Source

When Young & Rubicam was preparing the Yuppie Campaign it presented the commercial to its client by playing an edited version of Midler singing “Do You Want To Dance,” taken from the 1973 Midler album, “The Divine Miss M.” After the client accepted the idea and form of the commercial, the agency contacted Midler’s manager, Jerry Edelstein. The conversation went as follows: “Hello, I am Craig Hazen from Young and Rubicam. I am calling you to find out if Bette Midler would be interested in doing …? Edelstein: “Is it a commercial?” “Yes.” “We are not interested.”

Undeterred, Young & Rubicam sought out Ula Hedwig whom it knew to have been one of “the Harlettes” a backup singer for Midler for ten years. Hedwig was told by Young & Rubicam that “they wanted someone who could sound like Bette Midler’s recording of [Do You Want To Dance].” She was asked to make a “demo” tape of the song if she was interested. She made an a capella demo and got the job.

At the direction of Young & Rubicam, Hedwig then made a record for the commercial. The Midler record of “Do You Want To Dance” was first played to her. She was told to “sound as much as possible like the Bette Midler record,” leaving out only a few “aahs” unsuitable for the commercial. Hedwig imitated Midler to the best of her ability.

After the commercial was aired Midler was told by “a number of people” that it “sounded exactly” like her record of “Do You Want To Dance.” Hedwig was told by “many personal friends” that they thought it was Midler singing the commercial. Ken Fritz, a personal manager in the entertainment business not associated with Midler, declares by affidavit that he heard the commercial on more than one occasion and thought Midler was doing the singing.

Neither the name nor the picture of Midler was used in the commercial; Young & Rubicam had a license from the copyright holder to use the song. At issue in this case is only the protection of Midler’s voice. The district court described the defendants’ conduct as that “of the average thief.” They decided, “If we can’t buy it, we’ll take it.” The court nonetheless believed there was no legal principle preventing imitation of Midler’s voice and so gave summary judgment for the defendants. Midler appeals.

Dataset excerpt
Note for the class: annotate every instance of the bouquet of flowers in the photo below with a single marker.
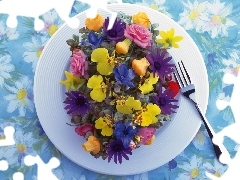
(120, 88)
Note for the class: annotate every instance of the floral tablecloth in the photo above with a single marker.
(213, 25)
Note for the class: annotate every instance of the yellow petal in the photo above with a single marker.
(163, 34)
(95, 81)
(105, 68)
(99, 55)
(153, 109)
(146, 88)
(99, 123)
(124, 109)
(146, 119)
(133, 104)
(152, 79)
(107, 131)
(98, 94)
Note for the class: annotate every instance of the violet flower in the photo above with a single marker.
(117, 150)
(117, 32)
(123, 75)
(164, 100)
(77, 103)
(93, 40)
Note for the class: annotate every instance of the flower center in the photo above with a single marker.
(193, 15)
(112, 33)
(157, 65)
(162, 101)
(21, 94)
(53, 28)
(194, 173)
(117, 148)
(216, 20)
(21, 148)
(217, 174)
(80, 101)
(125, 132)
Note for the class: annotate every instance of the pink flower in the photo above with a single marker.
(79, 64)
(83, 129)
(139, 34)
(146, 133)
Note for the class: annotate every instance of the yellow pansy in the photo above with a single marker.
(168, 39)
(105, 124)
(105, 62)
(98, 87)
(72, 82)
(127, 106)
(148, 114)
(148, 84)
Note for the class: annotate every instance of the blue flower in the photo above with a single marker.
(93, 40)
(124, 132)
(123, 75)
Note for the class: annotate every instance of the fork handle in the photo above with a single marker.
(216, 148)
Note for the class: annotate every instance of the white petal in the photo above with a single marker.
(30, 57)
(12, 106)
(22, 111)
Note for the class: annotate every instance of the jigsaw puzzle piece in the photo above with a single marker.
(44, 170)
(8, 140)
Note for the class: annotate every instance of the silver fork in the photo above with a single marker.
(188, 90)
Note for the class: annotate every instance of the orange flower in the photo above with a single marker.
(123, 47)
(94, 24)
(92, 145)
(140, 66)
(150, 141)
(141, 18)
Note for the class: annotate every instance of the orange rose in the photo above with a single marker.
(94, 24)
(142, 19)
(92, 145)
(140, 66)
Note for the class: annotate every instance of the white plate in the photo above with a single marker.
(170, 140)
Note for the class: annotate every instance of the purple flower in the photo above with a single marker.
(76, 103)
(123, 75)
(117, 150)
(159, 62)
(164, 100)
(117, 32)
(93, 40)
(124, 132)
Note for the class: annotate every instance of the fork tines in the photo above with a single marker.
(182, 74)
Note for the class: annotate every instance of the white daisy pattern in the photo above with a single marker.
(23, 146)
(51, 22)
(34, 50)
(5, 68)
(216, 18)
(20, 96)
(7, 33)
(216, 169)
(157, 5)
(190, 18)
(192, 170)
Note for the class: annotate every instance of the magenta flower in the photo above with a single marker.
(78, 64)
(146, 133)
(138, 34)
(164, 100)
(117, 32)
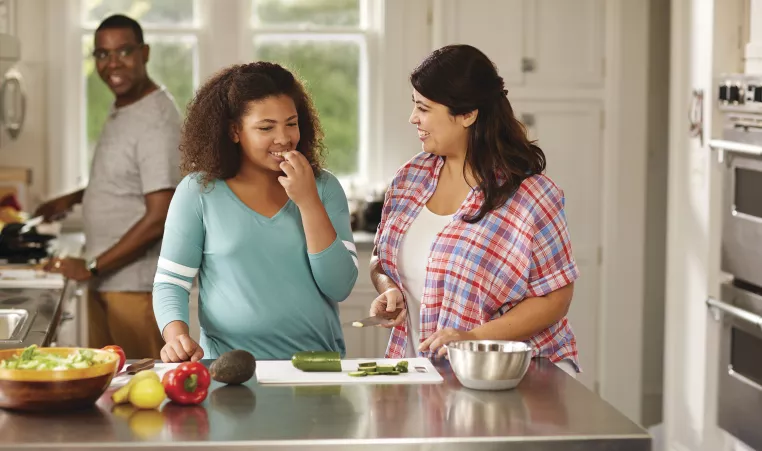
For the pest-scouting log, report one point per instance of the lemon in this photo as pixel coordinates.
(147, 394)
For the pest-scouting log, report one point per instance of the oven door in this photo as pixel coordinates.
(740, 381)
(742, 219)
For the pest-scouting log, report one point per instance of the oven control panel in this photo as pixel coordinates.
(740, 93)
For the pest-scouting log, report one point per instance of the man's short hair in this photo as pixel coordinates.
(122, 21)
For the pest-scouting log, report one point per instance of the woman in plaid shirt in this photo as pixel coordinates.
(473, 242)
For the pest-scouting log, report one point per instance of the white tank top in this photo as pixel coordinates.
(413, 260)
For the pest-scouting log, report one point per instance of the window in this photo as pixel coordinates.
(334, 46)
(170, 28)
(325, 43)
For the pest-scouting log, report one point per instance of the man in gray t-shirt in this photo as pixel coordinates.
(134, 172)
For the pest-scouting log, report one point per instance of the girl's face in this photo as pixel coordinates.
(440, 132)
(267, 129)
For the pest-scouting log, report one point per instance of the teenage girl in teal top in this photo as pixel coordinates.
(264, 227)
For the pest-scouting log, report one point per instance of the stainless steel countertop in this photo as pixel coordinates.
(45, 309)
(548, 411)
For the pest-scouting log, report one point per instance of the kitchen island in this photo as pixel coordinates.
(549, 410)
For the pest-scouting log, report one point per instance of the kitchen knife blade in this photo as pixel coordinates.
(371, 321)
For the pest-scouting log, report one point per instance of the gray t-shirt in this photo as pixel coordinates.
(137, 153)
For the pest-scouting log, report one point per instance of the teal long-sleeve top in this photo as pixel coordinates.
(259, 288)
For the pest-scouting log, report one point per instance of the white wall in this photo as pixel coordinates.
(29, 150)
(705, 43)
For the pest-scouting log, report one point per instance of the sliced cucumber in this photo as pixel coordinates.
(317, 361)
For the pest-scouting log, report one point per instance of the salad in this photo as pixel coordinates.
(34, 359)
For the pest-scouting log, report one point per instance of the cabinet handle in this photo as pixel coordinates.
(723, 307)
(527, 65)
(528, 119)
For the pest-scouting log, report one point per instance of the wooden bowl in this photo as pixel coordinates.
(48, 390)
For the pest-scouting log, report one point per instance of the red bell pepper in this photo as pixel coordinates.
(187, 384)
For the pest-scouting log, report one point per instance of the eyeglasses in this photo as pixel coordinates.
(121, 53)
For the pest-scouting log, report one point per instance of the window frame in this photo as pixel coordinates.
(364, 34)
(225, 36)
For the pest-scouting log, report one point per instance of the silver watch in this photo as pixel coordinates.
(92, 266)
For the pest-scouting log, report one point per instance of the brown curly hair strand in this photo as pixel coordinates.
(206, 146)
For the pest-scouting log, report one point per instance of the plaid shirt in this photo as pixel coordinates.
(478, 272)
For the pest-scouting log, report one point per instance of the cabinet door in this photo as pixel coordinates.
(565, 43)
(496, 27)
(570, 134)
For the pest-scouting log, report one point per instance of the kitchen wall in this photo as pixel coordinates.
(30, 149)
(708, 38)
(656, 211)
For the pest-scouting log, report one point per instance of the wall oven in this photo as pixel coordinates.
(740, 381)
(739, 306)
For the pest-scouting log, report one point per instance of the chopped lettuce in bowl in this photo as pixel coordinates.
(32, 358)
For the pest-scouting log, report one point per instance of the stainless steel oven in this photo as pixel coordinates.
(740, 381)
(742, 216)
(740, 302)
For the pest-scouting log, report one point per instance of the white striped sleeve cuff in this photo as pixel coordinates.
(180, 270)
(172, 280)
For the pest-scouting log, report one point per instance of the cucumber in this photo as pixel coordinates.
(317, 361)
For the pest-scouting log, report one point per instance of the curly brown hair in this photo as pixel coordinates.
(206, 145)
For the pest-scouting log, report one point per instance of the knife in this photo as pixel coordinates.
(28, 225)
(371, 321)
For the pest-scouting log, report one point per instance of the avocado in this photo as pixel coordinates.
(233, 367)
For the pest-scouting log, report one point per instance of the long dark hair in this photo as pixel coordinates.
(499, 153)
(206, 145)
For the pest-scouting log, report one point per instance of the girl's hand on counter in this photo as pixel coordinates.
(181, 348)
(437, 340)
(299, 181)
(389, 301)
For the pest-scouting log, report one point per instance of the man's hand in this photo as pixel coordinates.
(71, 268)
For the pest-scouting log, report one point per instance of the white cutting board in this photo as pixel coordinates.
(29, 278)
(282, 372)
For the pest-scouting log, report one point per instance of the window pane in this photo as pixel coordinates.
(306, 13)
(147, 12)
(172, 64)
(330, 70)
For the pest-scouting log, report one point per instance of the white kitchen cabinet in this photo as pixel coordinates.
(366, 341)
(570, 134)
(496, 27)
(564, 43)
(534, 43)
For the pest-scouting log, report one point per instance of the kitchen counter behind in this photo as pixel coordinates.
(548, 411)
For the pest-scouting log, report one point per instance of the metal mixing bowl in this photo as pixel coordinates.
(489, 364)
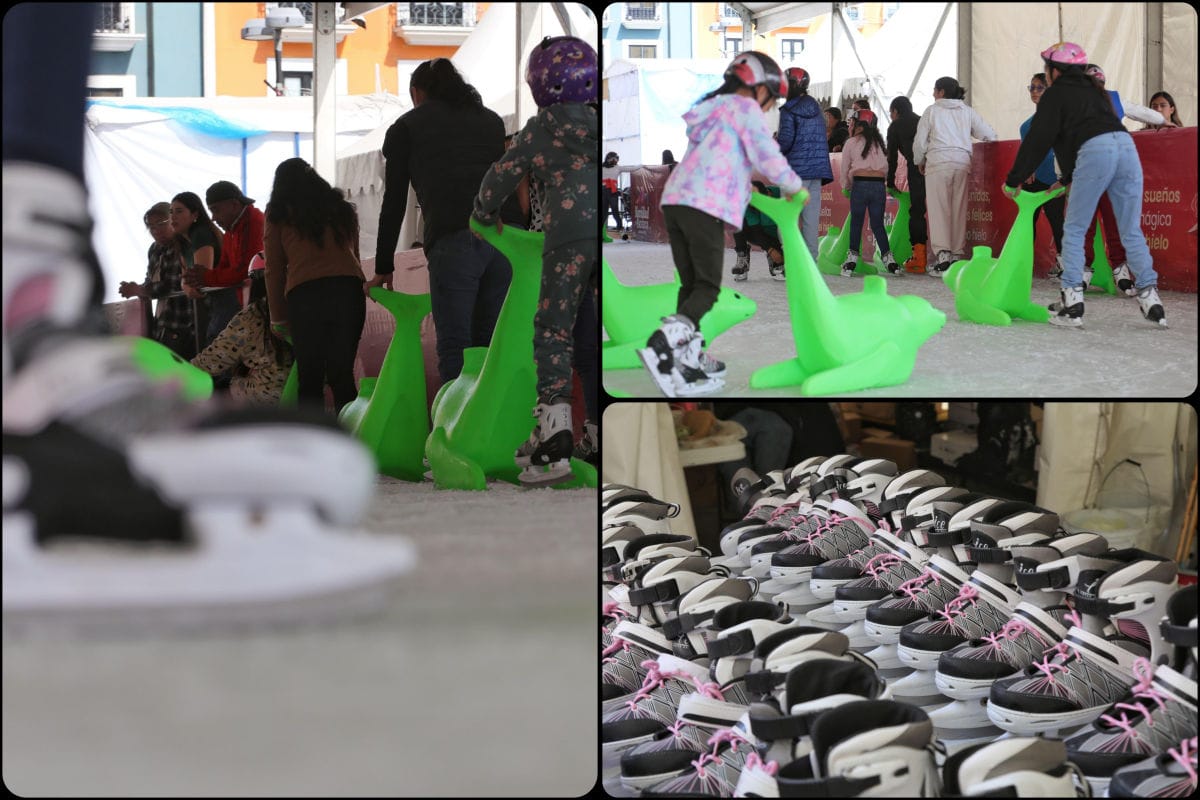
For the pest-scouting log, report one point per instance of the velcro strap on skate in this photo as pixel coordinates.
(1087, 605)
(827, 483)
(659, 593)
(780, 728)
(731, 644)
(1183, 636)
(684, 624)
(763, 681)
(989, 554)
(828, 787)
(1030, 579)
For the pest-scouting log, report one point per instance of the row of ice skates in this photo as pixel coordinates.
(868, 632)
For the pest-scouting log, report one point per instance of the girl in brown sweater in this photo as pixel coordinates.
(315, 280)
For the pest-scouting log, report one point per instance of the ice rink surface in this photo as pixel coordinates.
(477, 680)
(1116, 354)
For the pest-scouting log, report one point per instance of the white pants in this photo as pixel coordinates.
(946, 205)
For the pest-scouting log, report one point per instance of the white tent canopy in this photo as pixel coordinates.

Required task
Put the sentence "At issue in this case is only the protection of Midler’s voice." from the court passage on Midler's voice into Spanish.

Completed exercise
En este caso solo está en cuestión la protección de la voz de Midler.